[Pointing dataset excerpts]
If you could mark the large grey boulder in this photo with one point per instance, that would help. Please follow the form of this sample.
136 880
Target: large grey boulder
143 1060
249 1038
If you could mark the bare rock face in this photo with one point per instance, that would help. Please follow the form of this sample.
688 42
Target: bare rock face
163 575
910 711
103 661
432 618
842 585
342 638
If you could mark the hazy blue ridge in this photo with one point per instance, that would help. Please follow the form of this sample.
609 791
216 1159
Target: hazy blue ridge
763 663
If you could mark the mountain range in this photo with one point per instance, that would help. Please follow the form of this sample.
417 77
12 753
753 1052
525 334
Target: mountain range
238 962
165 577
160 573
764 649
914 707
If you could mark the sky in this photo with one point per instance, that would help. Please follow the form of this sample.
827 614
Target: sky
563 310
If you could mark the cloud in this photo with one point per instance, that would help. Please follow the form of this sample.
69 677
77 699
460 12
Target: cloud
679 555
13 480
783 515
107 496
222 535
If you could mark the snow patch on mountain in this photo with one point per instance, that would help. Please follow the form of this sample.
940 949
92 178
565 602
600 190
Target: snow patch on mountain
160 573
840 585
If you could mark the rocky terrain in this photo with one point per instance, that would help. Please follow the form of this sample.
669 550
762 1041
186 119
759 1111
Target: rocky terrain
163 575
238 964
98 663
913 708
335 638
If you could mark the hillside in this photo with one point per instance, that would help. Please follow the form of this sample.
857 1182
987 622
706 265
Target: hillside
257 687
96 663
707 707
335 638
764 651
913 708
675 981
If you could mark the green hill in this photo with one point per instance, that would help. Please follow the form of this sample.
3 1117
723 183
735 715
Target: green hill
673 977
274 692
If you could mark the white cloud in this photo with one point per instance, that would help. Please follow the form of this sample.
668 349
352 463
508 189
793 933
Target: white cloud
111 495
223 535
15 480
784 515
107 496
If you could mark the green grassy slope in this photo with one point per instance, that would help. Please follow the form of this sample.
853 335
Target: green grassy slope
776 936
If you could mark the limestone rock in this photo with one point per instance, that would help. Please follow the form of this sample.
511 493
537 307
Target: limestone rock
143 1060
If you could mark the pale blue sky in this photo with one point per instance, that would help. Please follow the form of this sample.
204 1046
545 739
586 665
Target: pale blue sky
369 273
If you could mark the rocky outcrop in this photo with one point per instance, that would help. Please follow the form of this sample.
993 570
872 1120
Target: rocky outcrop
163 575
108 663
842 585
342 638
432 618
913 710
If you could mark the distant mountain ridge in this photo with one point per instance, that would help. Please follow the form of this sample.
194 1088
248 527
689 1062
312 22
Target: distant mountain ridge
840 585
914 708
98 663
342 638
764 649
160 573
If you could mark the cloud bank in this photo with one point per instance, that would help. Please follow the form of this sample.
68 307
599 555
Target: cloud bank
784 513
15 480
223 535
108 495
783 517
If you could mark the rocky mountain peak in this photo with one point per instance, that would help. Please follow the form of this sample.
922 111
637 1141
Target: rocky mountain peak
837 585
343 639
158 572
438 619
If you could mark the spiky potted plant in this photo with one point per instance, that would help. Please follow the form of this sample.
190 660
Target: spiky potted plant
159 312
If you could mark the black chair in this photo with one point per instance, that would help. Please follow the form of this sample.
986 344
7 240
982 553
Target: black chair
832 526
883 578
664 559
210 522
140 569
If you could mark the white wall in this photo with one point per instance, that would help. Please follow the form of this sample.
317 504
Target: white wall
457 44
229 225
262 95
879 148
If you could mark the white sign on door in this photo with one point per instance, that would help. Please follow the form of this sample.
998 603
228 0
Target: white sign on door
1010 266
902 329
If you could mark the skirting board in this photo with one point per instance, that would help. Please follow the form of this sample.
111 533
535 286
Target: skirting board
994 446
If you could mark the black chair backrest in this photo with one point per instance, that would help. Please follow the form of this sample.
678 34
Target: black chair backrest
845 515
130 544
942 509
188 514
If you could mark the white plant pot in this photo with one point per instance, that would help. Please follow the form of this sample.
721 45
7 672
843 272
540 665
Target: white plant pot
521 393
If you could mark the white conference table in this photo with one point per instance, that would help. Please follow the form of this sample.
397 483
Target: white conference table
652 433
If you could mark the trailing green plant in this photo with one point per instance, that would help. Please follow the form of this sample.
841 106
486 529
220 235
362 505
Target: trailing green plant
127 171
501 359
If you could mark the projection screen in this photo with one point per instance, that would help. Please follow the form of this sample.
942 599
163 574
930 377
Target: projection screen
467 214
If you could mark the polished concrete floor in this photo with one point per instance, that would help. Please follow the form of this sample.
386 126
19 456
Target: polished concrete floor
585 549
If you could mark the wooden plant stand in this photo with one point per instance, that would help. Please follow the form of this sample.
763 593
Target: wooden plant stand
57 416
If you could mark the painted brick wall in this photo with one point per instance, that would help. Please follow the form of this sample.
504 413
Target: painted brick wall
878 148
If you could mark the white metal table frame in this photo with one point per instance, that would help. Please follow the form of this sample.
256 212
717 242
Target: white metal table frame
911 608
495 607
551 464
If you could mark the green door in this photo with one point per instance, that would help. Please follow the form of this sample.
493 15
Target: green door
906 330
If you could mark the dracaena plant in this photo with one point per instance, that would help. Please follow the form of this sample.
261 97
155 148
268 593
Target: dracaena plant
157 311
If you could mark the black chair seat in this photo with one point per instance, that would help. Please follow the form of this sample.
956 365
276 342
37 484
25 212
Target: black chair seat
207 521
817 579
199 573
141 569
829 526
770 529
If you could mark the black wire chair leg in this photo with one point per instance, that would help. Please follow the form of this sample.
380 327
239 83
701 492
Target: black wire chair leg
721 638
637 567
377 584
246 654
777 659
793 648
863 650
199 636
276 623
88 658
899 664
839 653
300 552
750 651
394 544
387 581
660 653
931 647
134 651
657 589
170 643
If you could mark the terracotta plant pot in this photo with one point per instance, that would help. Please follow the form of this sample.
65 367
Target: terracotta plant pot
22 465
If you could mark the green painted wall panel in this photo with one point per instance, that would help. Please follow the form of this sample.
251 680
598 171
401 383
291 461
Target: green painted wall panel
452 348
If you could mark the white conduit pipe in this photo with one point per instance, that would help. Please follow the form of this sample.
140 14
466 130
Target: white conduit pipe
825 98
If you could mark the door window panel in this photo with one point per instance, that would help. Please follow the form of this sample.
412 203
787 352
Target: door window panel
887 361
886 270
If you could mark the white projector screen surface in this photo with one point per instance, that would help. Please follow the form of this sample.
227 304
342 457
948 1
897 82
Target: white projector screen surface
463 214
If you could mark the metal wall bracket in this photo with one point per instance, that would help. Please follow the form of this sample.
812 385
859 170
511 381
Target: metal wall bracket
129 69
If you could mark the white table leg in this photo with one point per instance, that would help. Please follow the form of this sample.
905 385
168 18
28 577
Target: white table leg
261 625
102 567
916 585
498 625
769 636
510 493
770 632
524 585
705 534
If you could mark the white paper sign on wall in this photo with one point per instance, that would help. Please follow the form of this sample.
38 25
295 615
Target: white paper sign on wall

◆ **WORK INSTRUCTIONS**: Can you give every line above again, exactly as written?

◆ **TASK OUTPUT**:
If you could mark the large grey boulder in this photo with one point per instance, that would help. Please follow the form of this sample.
136 880
Target: large grey boulder
143 1060
249 1038
If you could mark the bare rock face in this photo with one point per instance, that would help. Please follow the form of this sample.
688 42
Target: bare rock face
163 575
910 711
103 661
432 618
842 585
342 638
If you could mark the hazy blue ridge in this photo with one point per instance, that would help. Please follow the form of this sample.
609 791
216 1159
Target: hazy blue ridge
763 663
If you could mark the mountain range in this photo with one point per instance, that would help. Please follow the form of this sample.
417 77
12 753
753 1052
525 334
Target: mountain range
238 962
165 577
160 573
764 649
914 707
If you could mark the sky in this photo with one point per instance, that would help. Please follow the form of this sample.
827 614
Target: sky
563 310
If you could mark the cloud in this photo with one point per instance, that would help. Please follow the form of this sample.
69 677
77 699
460 12
Target: cloud
679 555
13 480
783 515
107 496
222 535
If you could mark the snow patch on mountain in this photo with one point per instance, that would help. Please follow the form of this sample.
940 949
92 178
565 602
600 190
Target: snow patch on mountain
160 573
840 585
If you could mark the rocky terrain in this photo with one point per instance, that would help. Please follow the form of this sample.
669 550
762 1041
186 119
759 1111
Target: rocky terrain
163 575
238 964
98 663
913 708
335 638
If you could mark the hillside in this photo with one point per instance, that would help. Please follow the form of this sample.
857 1182
987 622
706 265
Target: hillside
257 687
96 663
707 707
335 638
764 651
913 708
675 981
If you could mark the green hill in this photo with one point per instance, that would help. Please follow the form of this sample.
3 1117
723 183
735 715
Target: green hill
673 977
274 692
If you could mark the white cloud in this photo with one point per instance, that would help. Please follow the form of this sample.
668 349
352 463
508 189
793 933
Target: white cloud
111 495
223 535
15 480
784 515
107 496
If you could mark the green grassy slope in this photo with one point per instance, that would help. Please follow the form of this sample.
853 335
Target: green grassy slope
776 936
If you could mark the limestone rock in this photo with one point per instance, that would help. Please follow the form of this sample.
511 493
537 307
Target: limestone rock
143 1060
If you could mark the pale blue sky in this photo with one point per instance, that would help. Please follow the form of this sample.
204 1046
545 739
586 665
Target: pale blue sky
369 273
If you could mark the rocky outcrop in this photo with one point per instance, that would help. Please follow the form of this sample.
993 570
872 1120
Target: rocky outcrop
163 575
108 663
842 585
342 638
432 618
913 710
If you could mark the distant mountain ridge in this photo with one point per instance, that would help. Please follow the form of this sample.
194 1088
248 527
689 1062
312 22
Target: distant mountain ridge
840 585
914 708
98 663
342 638
764 649
160 573
If you could mark the cloud bank in this photo with one point per instance, that would help. Please follow the form of this sample.
68 307
599 555
Target: cloud bank
784 513
15 480
223 535
108 495
783 517
If you could mark the rocky mountain peak in this photo with one point per instance, that would help. Please follow the form of this sample.
922 111
637 1141
Target: rocky mountain peak
837 585
343 639
158 572
438 619
If you could mark the spiky potted plant in this photo with one point per instance, that would help. Please follow the form of this sample.
190 660
Target: spiky potted plant
159 312
If you could mark the black chair in this photo with one point per instance, that would help. Please follow the form of this sample.
986 344
7 240
982 553
Target: black chair
832 526
883 578
664 559
210 522
140 569
If you could mark the white wall in this photo with one point per instance, that would help. Please follow the form of this sample.
317 504
Target: white wall
457 44
229 225
262 95
879 148
If you could mark the white sign on door in this photo with one point per instance, that would help. Please follow the form of this sample.
998 603
228 0
Target: white sign on door
1010 266
902 329
If you could mark the skirting board in this photo with one point per instance, that would help. Please follow the form of this sample.
111 533
535 286
Target: skirting board
994 446
If you could mark the black chair backrest in this photo with one point per instance, that would help. Please follow the form of this sample.
678 34
Target: black chair backrest
845 515
130 544
942 509
188 514
If you could mark the white plant pot in this photo with one point per instance, that would help. Please follow the form of this sample.
721 45
7 672
843 272
540 665
Target: white plant pot
521 393
If you could mark the white conference table in this photo with one point per instance, that would help. Please follow the form of this sample.
397 483
Target: white conference table
652 433
If you could mark the trailing green plant in this photo with one point per instance, that would help. Please follow the form of this sample.
841 106
486 529
220 235
362 505
Target: trailing green plant
127 171
501 359
If you could mark the projection screen in this photo with one point per instance, that would help. Please follow the form of this sample.
942 599
163 574
930 377
Target: projection screen
467 214
If you could mark the polished concrete floor in this photo with one point per instance, that would help. Please follow the form of this sample.
386 126
19 456
Target: polished concrete floor
585 549
If you could mark the wooden plant stand in this photo with one point per instance, that would help. Please follow the form of this sample.
763 593
Target: wooden plant stand
57 416
If you could mark the painted brick wall in this photo with one point per instance, that would help. Please follow the form of this sample.
504 413
Target: painted brick wall
878 148
If you could mark the white metal table frame in this photo with one point per instance, that would help. Please follow the form of this sample.
256 212
717 242
Target: white metal table frame
911 608
495 607
551 464
If you could mark the green door in this photo with one point per instance, that would help. Please follow the form of this sample.
493 15
Target: green door
906 330
If you could mark the dracaena plant in this photo with one point per instance, that would help. Please follow the form of this sample.
261 97
155 148
268 593
Target: dracaena plant
157 311
If you could mark the black chair seat in this photo with one point per instance, that would help. Please follow the form of this sample.
956 365
276 342
37 484
25 212
Target: black chair seat
207 521
817 579
199 573
141 569
829 526
770 529
If you could mark the black wire chair leg in this photo with one point per instance, that would help. Please follow the form of this sample.
380 327
239 83
701 492
Target: black wire chair leg
721 638
637 567
377 584
246 654
777 659
793 648
863 650
199 636
276 623
88 658
899 664
839 653
300 552
750 651
394 544
387 581
660 653
931 647
134 651
657 589
170 643
If you could mark the terracotta plant pot in this photo with one point per instance, that would help. Please follow the form of this sample.
65 367
Target: terracotta plant pot
22 465
If you could mark the green painted wall panel in this photo with one point per instance, that would help. Please follow the form of this sample.
251 680
598 171
401 383
291 461
Target: green painted wall panel
452 348
If you could mark the white conduit pipe in this photo with one point per instance, that would help. Please follow the form of this sample.
140 14
466 130
Target: white conduit pipe
825 98
If you could mark the door window panel in this photo with one point per instance, that would help. Please follow the form of this sample.
412 203
787 352
Target: door window panel
887 361
886 270
If you could mark the white projector screen surface in this photo with one point per instance, that would help. Please follow the form of this sample.
227 304
342 457
948 1
897 82
Target: white projector screen surface
463 214
If you could mark the metal wall bracket in this photo with one point per instance, that would help. Please follow the form of this sample.
812 385
859 170
511 381
Target: metal wall bracket
129 69
If you could mark the white table leg in this photo with one point per instance, that would help. Please follow the form of this sample.
905 385
168 18
28 577
Target: white table leg
261 625
102 567
916 585
498 625
769 636
510 493
770 632
524 585
705 534
If you could mark the white paper sign on wall in this photo with one point per instance, that would help. Please follow the form of this sample.
38 25
295 615
Target: white paper sign on wall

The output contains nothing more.